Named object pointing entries
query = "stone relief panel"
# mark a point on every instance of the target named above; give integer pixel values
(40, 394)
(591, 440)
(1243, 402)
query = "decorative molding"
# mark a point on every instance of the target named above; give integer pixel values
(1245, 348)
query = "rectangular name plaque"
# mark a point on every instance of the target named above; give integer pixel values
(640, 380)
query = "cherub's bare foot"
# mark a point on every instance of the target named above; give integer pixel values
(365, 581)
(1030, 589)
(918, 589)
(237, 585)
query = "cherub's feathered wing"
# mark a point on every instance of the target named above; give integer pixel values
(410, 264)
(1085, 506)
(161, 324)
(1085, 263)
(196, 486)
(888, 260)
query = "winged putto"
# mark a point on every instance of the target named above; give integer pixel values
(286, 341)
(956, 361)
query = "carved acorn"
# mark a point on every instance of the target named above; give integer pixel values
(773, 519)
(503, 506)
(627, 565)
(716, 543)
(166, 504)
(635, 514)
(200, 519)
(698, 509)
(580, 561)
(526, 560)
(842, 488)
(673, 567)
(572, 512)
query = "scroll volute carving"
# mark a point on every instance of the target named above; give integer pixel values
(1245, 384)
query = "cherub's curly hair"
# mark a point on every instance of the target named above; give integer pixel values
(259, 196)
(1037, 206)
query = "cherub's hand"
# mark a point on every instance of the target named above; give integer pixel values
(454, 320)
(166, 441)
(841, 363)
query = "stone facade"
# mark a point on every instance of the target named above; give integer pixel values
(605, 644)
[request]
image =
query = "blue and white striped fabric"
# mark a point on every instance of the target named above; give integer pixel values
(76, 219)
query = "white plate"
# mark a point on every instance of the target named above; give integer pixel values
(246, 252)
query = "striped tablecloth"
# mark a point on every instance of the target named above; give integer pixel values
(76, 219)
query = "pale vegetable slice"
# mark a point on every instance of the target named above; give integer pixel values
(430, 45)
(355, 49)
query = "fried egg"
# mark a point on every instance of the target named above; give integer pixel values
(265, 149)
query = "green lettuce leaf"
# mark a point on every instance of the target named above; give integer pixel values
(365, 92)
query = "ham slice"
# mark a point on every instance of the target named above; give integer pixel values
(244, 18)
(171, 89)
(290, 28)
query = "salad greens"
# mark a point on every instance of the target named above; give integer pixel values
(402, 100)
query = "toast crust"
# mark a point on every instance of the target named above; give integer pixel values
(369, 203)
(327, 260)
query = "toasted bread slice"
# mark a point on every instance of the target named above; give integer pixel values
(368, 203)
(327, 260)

**TASK TO COMPLETE**
Starting at the beginning of the entries and ending at the line that contains "(1245, 348)", write those lines out again, shifting every coordinate in the answers up by 15.

**EXERCISE SOLUTION**
query = "stone relief panel"
# mark a point on every instance of the target named above; give integer pixel values
(55, 409)
(606, 455)
(1258, 417)
query = "decorative molding"
# mark a point on every instance of the target named above; give integer pixel values
(1260, 363)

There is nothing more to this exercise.